▶ **Texto da página**
══════════════════════════════
O médico do Hospital de Base comenta que, em dias de grandes shows, nos fins de semana ou quando há jogos importantes de futebol, o fluxo de vítimas de agressão cresce muito. E mais: todos os profissionais de saúde entrevistados pela reportagem são unânimes em associar diretamente a violência ao álcool. ;Simples desentendimentos acabam em atos de extrema violência. Outro dia, recebemos um garoto que teve a mão decepada por um machado por causa de uma briga de bar;, lembra Weldson Muniz.

No ranking das formas de agressão, o esfaqueamento lidera as estatísticas. Nos últimos dois anos, 846 pacientes foram internados depois de terem o corpo perfurado. Em seguida, vêm os disparos com armas de fogo. Foram 379 as vítimas de tiros que precisaram recorrer à rede pública de saúde. O terceiro lugar é ocupado por pacientes agredidos com força corporal, ou seja, que levaram socos, chutes ou pontapés. Ao todo, os hospitais receberam 357 vítimas de violência física.

Espancamento

Em meio ao amontoado de macas do Pronto Socorro do Hospital de Base está Ronan de Paula Oliveira, 28 anos. Deitado sobre um velho cobertor marrom, ele tenta articular algumas palavras. Mas depois da agressão sofrida no último dia 8, Ronan perdeu parte dos movimentos e ficou com a fala comprometida. Ninguém sabe ao certo o que aconteceu. A mãe do paciente o encontrou caído no chão de casa, em Ceilândia, com um corte na cabeça. Pelas marcas deixadas, o agressor entrou sem ser visto e espancou Ronan, privilegiando os golpes na região facial.
══════════════════════════════
▶ **Tarefas solicitadas**
a) Liste as formas de agressão que aparecem no ranking da reportagem sobre vítimas de agressão, indicando o número de vítimas de cada uma.
b) Na reportagem sobre vítimas de agressão, transforme em lista o parágrafo que começa com "Em meio ao amontoado de macas", mantendo os fatos principais.
c) Retome a reportagem sobre vítimas de agressão logo após a última frase mostrada e dê continuidade a ela.
O material abaixo provém de outra fonte.

▶ **Dados fornecidos**
══════════════════════════════
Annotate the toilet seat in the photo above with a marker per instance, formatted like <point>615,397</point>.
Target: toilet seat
══════════════════════════════
▶ **Respostas dadas**
a)
- Esfaqueamento: 846 pacientes internados nos últimos dois anos
- Disparos com armas de fogo: 379 vítimas
- Força corporal (socos, chutes ou pontapés): 357 vítimas

b)
- Ronan de Paula Oliveira, de 28 anos, está entre as macas do Pronto Socorro do Hospital de Base.
- Após a agressão sofrida no dia 8, ele perdeu parte dos movimentos e ficou com a fala comprometida.
- Ninguém sabe ao certo o que aconteceu.
- A mãe o encontrou caído no chão de casa, em Ceilândia, com um corte na cabeça.
- Pelas marcas, o agressor entrou sem ser visto e o espancou, concentrando os golpes no rosto.

c)
Depois de receber os primeiros atendimentos no Hospital Regional de Ceilândia, ele foi levado ao Hospital de Base com uma fratura na cabeça. ;Eu não tenho nem ideia de quem fez essa coisa horrível com o meu irmão. Já vieram alguns policiais tentar conversar com o Ronan, mas no estado dele vai ser difícil;, lamenta a irmã do paciente, Raquel de Paula Oliveira, 29 anos. De acordo com médicos, não há previsão de alta para o rapaz. Ele continuará a ocupar, por tempo indeterminado, um leito do já superlotado Pronto Socorro do Hospital de Base.

Na enfermaria do Hospital de Sobradinho, a reportagem encontra um homem de 30 anos. Sobre o braço direito coberto por tatuagens, os médicos colocaram uma armação de metal para firmar os pinos. Depois de se envolver em uma briga, ele levou tiros na barriga, nas costas e no antebraço, cujos ossos ficaram estilhaçados. A sutura no ventre o impede de caminhar por longas distâncias. ;Dói bastante, mas o pior é ficar aqui neste hospital sem ter ideia de quando vou ter alta;, conta o paciente, que não se identifica por medo de represálias de seus agressores.

O médico Romildo Rezende, chefe da Emergência do Hospital de Sobradinho, comenta que a unidade não é uma das mais sobrecarregadas pelo atendimento às vítimas de agressões. Outros hospitais, como o de Ceilândia e o do Gama, recebem um número maior de esfaqueados ou pacientes que levaram tiros. ;Mas enfrentamos aqui o problema da violência doméstica. Muitas mulheres chegam com ferimentos causados por seus maridos ou companheiros. Isso também é uma preocupação grande para nós;, lembra Romildo.

Referência
O Hospital de Base, na Asa Sul, é a principal referência em saúde pública da capital federal. A unidade de alta complexidade recebe pacientes que precisam de tratamento em áreas como a neurocirurgia e a ortopedia. Pessoas em estado grave e, principalmente, vítimas de acidentes de trânsito são sempre transportadas para o Hospital de Base.